Record by record, give the entire listing again exactly.

* _Supplied data_
----------------------------------------
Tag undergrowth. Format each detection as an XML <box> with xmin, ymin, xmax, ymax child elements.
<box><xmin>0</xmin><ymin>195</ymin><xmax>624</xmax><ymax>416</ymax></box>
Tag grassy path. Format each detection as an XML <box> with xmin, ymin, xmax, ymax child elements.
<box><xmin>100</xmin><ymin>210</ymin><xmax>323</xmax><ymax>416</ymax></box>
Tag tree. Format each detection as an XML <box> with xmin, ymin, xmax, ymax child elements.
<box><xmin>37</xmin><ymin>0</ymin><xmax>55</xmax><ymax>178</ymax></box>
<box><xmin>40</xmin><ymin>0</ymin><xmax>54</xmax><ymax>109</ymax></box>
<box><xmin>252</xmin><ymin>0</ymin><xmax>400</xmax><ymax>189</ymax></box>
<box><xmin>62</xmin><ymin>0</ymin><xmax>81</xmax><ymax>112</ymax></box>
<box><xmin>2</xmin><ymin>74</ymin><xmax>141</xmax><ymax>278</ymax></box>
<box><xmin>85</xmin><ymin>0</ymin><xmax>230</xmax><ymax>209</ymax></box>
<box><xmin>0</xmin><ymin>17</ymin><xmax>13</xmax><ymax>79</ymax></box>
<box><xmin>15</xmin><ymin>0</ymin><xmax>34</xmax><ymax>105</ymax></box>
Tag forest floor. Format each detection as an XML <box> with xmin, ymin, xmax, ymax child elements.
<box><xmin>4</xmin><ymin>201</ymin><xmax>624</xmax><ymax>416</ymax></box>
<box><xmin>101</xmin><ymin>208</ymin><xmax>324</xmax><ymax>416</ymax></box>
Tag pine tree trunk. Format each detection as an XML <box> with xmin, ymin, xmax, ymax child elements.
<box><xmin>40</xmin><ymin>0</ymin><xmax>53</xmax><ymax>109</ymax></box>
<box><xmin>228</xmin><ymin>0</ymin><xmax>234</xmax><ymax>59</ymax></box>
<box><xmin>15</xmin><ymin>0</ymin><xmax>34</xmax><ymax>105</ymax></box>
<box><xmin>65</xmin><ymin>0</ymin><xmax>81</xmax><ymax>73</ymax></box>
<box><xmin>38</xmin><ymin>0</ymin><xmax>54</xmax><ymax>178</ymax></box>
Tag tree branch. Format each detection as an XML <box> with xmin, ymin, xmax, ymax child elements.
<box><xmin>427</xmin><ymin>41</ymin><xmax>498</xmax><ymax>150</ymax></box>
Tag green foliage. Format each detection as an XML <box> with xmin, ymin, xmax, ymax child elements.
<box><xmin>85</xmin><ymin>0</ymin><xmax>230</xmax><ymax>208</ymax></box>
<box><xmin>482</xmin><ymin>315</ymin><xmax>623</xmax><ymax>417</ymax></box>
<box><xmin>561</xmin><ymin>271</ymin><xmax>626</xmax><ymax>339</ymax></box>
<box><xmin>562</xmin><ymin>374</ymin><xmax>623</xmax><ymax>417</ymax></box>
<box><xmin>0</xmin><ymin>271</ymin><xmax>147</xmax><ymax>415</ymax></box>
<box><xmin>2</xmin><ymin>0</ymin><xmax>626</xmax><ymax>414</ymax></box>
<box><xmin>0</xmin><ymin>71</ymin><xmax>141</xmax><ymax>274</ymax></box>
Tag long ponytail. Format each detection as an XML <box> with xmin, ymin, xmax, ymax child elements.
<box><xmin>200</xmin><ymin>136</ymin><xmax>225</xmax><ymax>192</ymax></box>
----------------------------------------
* _Task answer_
Tag undergrowth. Format each detection as an XML <box> with xmin, ymin, xmax, ymax child elements.
<box><xmin>0</xmin><ymin>195</ymin><xmax>624</xmax><ymax>416</ymax></box>
Tag grassy path. Format each detection as an XML <box> with xmin, ymin, xmax, ymax child elements.
<box><xmin>100</xmin><ymin>210</ymin><xmax>323</xmax><ymax>416</ymax></box>
Tag tree. Format each detection as an XML <box> with xmin, ymin, xmax, ymax child elements.
<box><xmin>37</xmin><ymin>0</ymin><xmax>55</xmax><ymax>178</ymax></box>
<box><xmin>40</xmin><ymin>0</ymin><xmax>54</xmax><ymax>109</ymax></box>
<box><xmin>252</xmin><ymin>0</ymin><xmax>400</xmax><ymax>189</ymax></box>
<box><xmin>62</xmin><ymin>0</ymin><xmax>81</xmax><ymax>112</ymax></box>
<box><xmin>2</xmin><ymin>74</ymin><xmax>141</xmax><ymax>278</ymax></box>
<box><xmin>85</xmin><ymin>0</ymin><xmax>230</xmax><ymax>209</ymax></box>
<box><xmin>0</xmin><ymin>17</ymin><xmax>13</xmax><ymax>79</ymax></box>
<box><xmin>15</xmin><ymin>0</ymin><xmax>34</xmax><ymax>105</ymax></box>
Tag forest floor. Format each detection as an XML <box> with xmin, ymin, xmax, ymax child elements.
<box><xmin>4</xmin><ymin>201</ymin><xmax>624</xmax><ymax>416</ymax></box>
<box><xmin>101</xmin><ymin>208</ymin><xmax>324</xmax><ymax>416</ymax></box>
Tag pine tree trunk. Format each detection as an XML <box> with xmin, ymin, xmax, ymax child elements.
<box><xmin>40</xmin><ymin>0</ymin><xmax>53</xmax><ymax>109</ymax></box>
<box><xmin>228</xmin><ymin>0</ymin><xmax>234</xmax><ymax>59</ymax></box>
<box><xmin>15</xmin><ymin>0</ymin><xmax>34</xmax><ymax>105</ymax></box>
<box><xmin>65</xmin><ymin>0</ymin><xmax>81</xmax><ymax>73</ymax></box>
<box><xmin>38</xmin><ymin>0</ymin><xmax>54</xmax><ymax>178</ymax></box>
Tag tree branch. Format each detection as an XML <box> with xmin, ymin, xmax, ymax child elements.
<box><xmin>427</xmin><ymin>41</ymin><xmax>498</xmax><ymax>150</ymax></box>
Tag green foliage. Format each detection as an XML <box> with xmin, ymin, xmax, ymax child elements.
<box><xmin>85</xmin><ymin>0</ymin><xmax>230</xmax><ymax>208</ymax></box>
<box><xmin>482</xmin><ymin>315</ymin><xmax>623</xmax><ymax>417</ymax></box>
<box><xmin>561</xmin><ymin>271</ymin><xmax>626</xmax><ymax>339</ymax></box>
<box><xmin>562</xmin><ymin>374</ymin><xmax>623</xmax><ymax>417</ymax></box>
<box><xmin>0</xmin><ymin>271</ymin><xmax>147</xmax><ymax>415</ymax></box>
<box><xmin>2</xmin><ymin>0</ymin><xmax>626</xmax><ymax>414</ymax></box>
<box><xmin>0</xmin><ymin>71</ymin><xmax>141</xmax><ymax>274</ymax></box>
Tag long ponytail. Format each detection as an XML <box> with xmin, ymin, xmax, ymax child elements.
<box><xmin>200</xmin><ymin>136</ymin><xmax>225</xmax><ymax>192</ymax></box>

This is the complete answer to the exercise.